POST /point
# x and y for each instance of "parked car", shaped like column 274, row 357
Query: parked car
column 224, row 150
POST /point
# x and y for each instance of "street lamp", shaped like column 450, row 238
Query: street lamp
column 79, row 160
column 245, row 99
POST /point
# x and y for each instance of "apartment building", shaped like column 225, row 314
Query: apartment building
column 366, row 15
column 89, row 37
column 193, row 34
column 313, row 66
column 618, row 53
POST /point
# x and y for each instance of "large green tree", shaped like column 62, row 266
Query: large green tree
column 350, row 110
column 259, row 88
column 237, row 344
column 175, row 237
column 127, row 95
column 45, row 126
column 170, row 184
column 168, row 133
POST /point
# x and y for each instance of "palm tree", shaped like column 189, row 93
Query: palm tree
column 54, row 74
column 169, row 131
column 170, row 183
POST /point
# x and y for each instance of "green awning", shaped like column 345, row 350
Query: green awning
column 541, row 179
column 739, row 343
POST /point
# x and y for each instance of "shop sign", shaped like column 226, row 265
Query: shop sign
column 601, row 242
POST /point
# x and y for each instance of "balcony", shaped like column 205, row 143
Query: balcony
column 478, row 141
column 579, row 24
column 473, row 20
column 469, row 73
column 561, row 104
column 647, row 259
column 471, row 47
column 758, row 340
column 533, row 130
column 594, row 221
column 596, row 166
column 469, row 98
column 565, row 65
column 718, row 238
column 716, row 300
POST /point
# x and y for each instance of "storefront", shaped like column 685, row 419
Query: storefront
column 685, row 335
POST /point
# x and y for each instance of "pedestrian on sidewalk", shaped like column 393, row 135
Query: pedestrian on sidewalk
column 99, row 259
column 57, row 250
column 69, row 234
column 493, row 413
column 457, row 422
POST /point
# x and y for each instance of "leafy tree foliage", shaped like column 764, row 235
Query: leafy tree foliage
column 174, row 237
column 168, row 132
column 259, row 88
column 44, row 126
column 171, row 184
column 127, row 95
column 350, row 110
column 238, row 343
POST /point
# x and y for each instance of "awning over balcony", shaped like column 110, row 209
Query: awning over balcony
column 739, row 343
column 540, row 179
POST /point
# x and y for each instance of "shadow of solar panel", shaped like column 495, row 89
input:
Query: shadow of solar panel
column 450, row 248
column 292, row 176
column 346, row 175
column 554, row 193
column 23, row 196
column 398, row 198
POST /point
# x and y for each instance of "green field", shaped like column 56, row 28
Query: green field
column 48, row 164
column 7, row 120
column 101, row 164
##############################
Given exercise:
Quote the material word for word from its first line through the line containing "column 601, row 242", including both of those lines.

Solution to this problem:
POST /point
# x and y for each instance of "parked car", shaped like column 274, row 357
Query: parked car
column 224, row 150
POST /point
# x and y for each instance of "street lamp", shaped like column 450, row 238
Query: street lamp
column 79, row 160
column 245, row 99
POST /point
# x and y for each instance of "apartment building", shaped like column 225, row 314
Query: apartment building
column 366, row 15
column 89, row 37
column 193, row 34
column 313, row 66
column 618, row 53
POST /point
# x and y for each instance of "large green tree", shaped like column 62, row 266
Query: large green tree
column 350, row 110
column 259, row 88
column 237, row 344
column 175, row 237
column 127, row 95
column 45, row 126
column 170, row 184
column 168, row 133
POST /point
# x and y for each instance of "palm tree", shaped like column 189, row 93
Query: palm tree
column 54, row 74
column 169, row 131
column 170, row 183
POST /point
# x and y for each instance of "green awning", shaped like column 345, row 350
Query: green awning
column 541, row 179
column 739, row 343
POST /point
# x and y for each instance of "shop sign", shaped like column 226, row 265
Query: shop sign
column 601, row 242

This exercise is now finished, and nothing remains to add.